Task statement
Set every record down verbatim and omit the pictures.

Input records
— start —

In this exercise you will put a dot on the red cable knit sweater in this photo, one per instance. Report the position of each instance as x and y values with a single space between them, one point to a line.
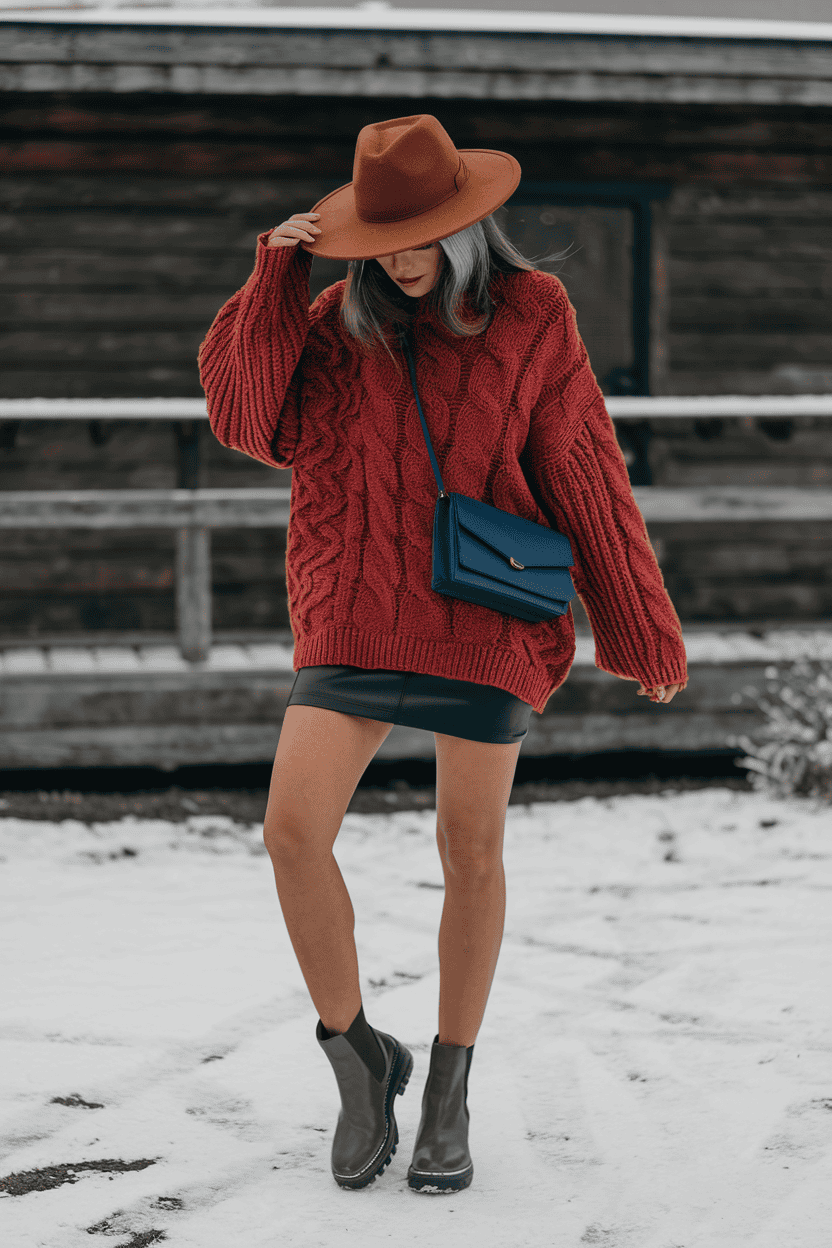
517 419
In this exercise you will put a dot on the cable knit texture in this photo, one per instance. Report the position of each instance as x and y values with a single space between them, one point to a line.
517 418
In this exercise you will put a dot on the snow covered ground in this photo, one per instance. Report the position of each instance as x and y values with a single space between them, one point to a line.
654 1070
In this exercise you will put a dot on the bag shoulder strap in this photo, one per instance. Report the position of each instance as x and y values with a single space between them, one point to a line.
424 427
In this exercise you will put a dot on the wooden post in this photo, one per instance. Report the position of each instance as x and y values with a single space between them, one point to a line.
192 555
193 592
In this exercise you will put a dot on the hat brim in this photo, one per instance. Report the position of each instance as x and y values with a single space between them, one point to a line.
493 177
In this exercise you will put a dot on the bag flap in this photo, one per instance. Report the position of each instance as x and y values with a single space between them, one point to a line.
513 536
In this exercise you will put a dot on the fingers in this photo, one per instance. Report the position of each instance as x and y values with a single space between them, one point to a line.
659 693
301 227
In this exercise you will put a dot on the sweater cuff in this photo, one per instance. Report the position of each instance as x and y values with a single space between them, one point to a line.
273 262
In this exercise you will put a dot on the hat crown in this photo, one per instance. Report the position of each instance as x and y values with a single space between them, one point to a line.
403 167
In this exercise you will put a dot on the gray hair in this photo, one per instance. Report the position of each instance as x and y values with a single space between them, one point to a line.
372 301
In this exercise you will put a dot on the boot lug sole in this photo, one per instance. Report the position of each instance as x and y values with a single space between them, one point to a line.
361 1181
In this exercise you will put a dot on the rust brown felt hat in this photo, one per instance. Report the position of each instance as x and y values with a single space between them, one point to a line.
411 186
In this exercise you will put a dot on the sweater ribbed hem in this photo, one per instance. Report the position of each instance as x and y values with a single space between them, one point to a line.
454 660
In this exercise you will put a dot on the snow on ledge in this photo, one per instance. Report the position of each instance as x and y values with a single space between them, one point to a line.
378 15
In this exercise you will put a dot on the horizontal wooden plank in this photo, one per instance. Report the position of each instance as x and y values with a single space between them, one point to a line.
781 599
134 156
258 508
150 508
578 161
171 268
361 49
692 210
317 127
74 381
252 197
764 476
732 503
701 206
707 313
135 230
129 307
639 407
445 84
751 276
55 347
741 376
766 240
762 351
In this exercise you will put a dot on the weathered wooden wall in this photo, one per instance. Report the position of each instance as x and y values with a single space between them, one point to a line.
127 221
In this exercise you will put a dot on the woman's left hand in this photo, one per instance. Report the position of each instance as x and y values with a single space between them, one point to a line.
656 693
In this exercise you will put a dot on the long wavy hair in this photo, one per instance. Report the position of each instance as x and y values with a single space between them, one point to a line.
376 311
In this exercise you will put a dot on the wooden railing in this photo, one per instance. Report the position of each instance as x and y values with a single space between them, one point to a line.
193 512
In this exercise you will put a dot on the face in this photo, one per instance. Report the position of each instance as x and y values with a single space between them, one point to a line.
420 262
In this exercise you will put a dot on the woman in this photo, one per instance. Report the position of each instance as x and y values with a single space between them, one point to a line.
518 421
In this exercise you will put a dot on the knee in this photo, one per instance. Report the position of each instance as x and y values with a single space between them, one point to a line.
285 839
470 861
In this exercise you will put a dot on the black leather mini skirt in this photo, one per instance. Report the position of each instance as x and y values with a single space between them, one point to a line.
458 708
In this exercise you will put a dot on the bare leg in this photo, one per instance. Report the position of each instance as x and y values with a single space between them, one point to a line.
473 786
321 756
469 945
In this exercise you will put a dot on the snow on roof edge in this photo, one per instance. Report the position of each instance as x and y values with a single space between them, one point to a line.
379 18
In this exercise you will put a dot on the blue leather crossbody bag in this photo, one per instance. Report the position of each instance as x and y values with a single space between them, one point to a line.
493 558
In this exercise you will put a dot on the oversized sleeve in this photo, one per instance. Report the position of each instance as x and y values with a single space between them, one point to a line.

— end —

Response to this exercise
In this exercise you will put a dot on the red cable knit sweater in this photo, one per instance. Report the position of each instance as x and y values with a single space between them, one point to a line.
517 419
In this exercise you will put a dot on the cable knit texture in this photo, one per instance. Report the position of each instance as x and y values with a single space between them, one point to a line.
517 418
In this exercise you will put a dot on the snow covered ground in this photo, one per instance. Report the position of each instance as x and y values with a single space between them, one point to a line.
654 1070
In this exercise you will put a dot on the bag shoulder strap in this photo, one per instance. Report the position of each instance as x and y values with a single space between them, one point to a line.
424 427
In this exercise you will put a dot on the wooden post in this photo, one per instance. Report the position of each instance as x and y values with a single space between them, one point to a line.
192 555
193 592
In this exercise you will put a dot on the hat brim in this photo, one per instance. Report the position of each instance as x and y values with a single space between them, one point to a line.
493 177
In this exercise you will put a dot on the bag flap in this photo, one per instance. Report the position of each instance as x and y values with a single space between them, one point to a line.
513 536
In this exercise you will put a dot on the fingers in this photo, one per instance. Report the position of each instance as x and y values with a single space between them, one point to a line.
659 693
301 227
In this exercise you will put a dot on the sweater cuff in this photo, one per instance. Report the position of each instance as x and y values with a single space between them, one point to a line.
273 262
In this exercise you will put a dot on the hat crown in this photo, one per instance. Report the position of each instance as x and y values with a single space between them, one point to a line.
403 167
In this exercise you will put a dot on the gray hair in this photo, one per instance. Report the position of each instance as x and y values with a single space between them, one point to a line.
372 301
In this exercise you will put a dot on the boot lug sole in this photo, one per instance. Report the position of each instance as x and y values with a single space between them, one point to a line.
361 1181
In this exercise you will put a dot on the rust brown felt hat in this photo, one per instance. Report the position of each instance as x and y values with a single space between them, one point to a line.
411 186
In this exercise you will put a dot on the sweater ribbed hem in this photo, one per instance. Report the position of each instance as x and y values with a single space between them, one point to a line.
454 660
In this exercise you will put a dot on the snow on ledge in this photo, one per instance. Report the position of each instance as x and y values with a single space between them, one point to a line.
378 15
In this exercise you will put a dot on the horizontal wooden plank in this photo, one per instance. Report the position of each instance as x and y values with a single space between them, one point to a line.
781 599
134 156
258 508
150 508
578 161
171 268
361 49
692 210
317 127
74 381
252 197
764 476
732 503
701 206
707 313
135 230
129 307
639 407
445 84
751 276
55 347
741 376
766 240
762 351
In this exercise you will put a dot on the weathered wooden wall in this photo, one per instance. Report the position of each instance as x and y values with a single space between them, one point to a line.
127 221
In this exercise you will put a dot on the woman's left hand in this photo, one per instance. Report the position of each instance as x and y values with a single space between them, one point to a line.
656 693
In this exercise you will put a dot on the long wavy hair in this photo, one per instance. Report the position of each instance as x and y values with a single space between them, one point to a line.
376 311
In this exercise you will put a dot on the wooden railing in this photo, one per instance. Report the position of each instance as x and y values with a single space between them, one point to a line.
193 512
In this exercise you will put a dot on the face in this photo, one per instance. Report the position of each instance as x and y values with a single space between them, one point to a line.
420 262
In this exercise you will put a dot on the woman in this photo, one per instance. Report the position of each instance as x and y values with a single space between them, one point to a line.
518 421
In this exercise you will put a dot on the knee in this photo, one per instance. Report the position of each instance as x and y values with a single space between them, one point to a line.
285 839
470 861
In this exercise you will put a dot on the black leather mini skirt in this photo, one per instance. Report the position of each instance as x and y values with a single space between them, one point to a line.
458 708
In this exercise you will put a dot on the bare leg in this photo, one per instance. Report the position of each instance as x and y values with a single space between them, one point to a line.
473 786
321 756
469 945
In this exercise you will put a dot on the snow on roof edge in this photo, one per instance. Report the position of each instance as x and y values with a single space between them, one point to a line.
379 18
In this exercise you will put a dot on the blue leather crossbody bag in this photo, one per instance. Report the position of each instance as x and y values with a single space between them, one point to a line.
493 558
In this exercise you will put a dot on the oversized sleeve in this photo, one per instance. Report the position of each instance as x and y values with a single space between them, one point to a line.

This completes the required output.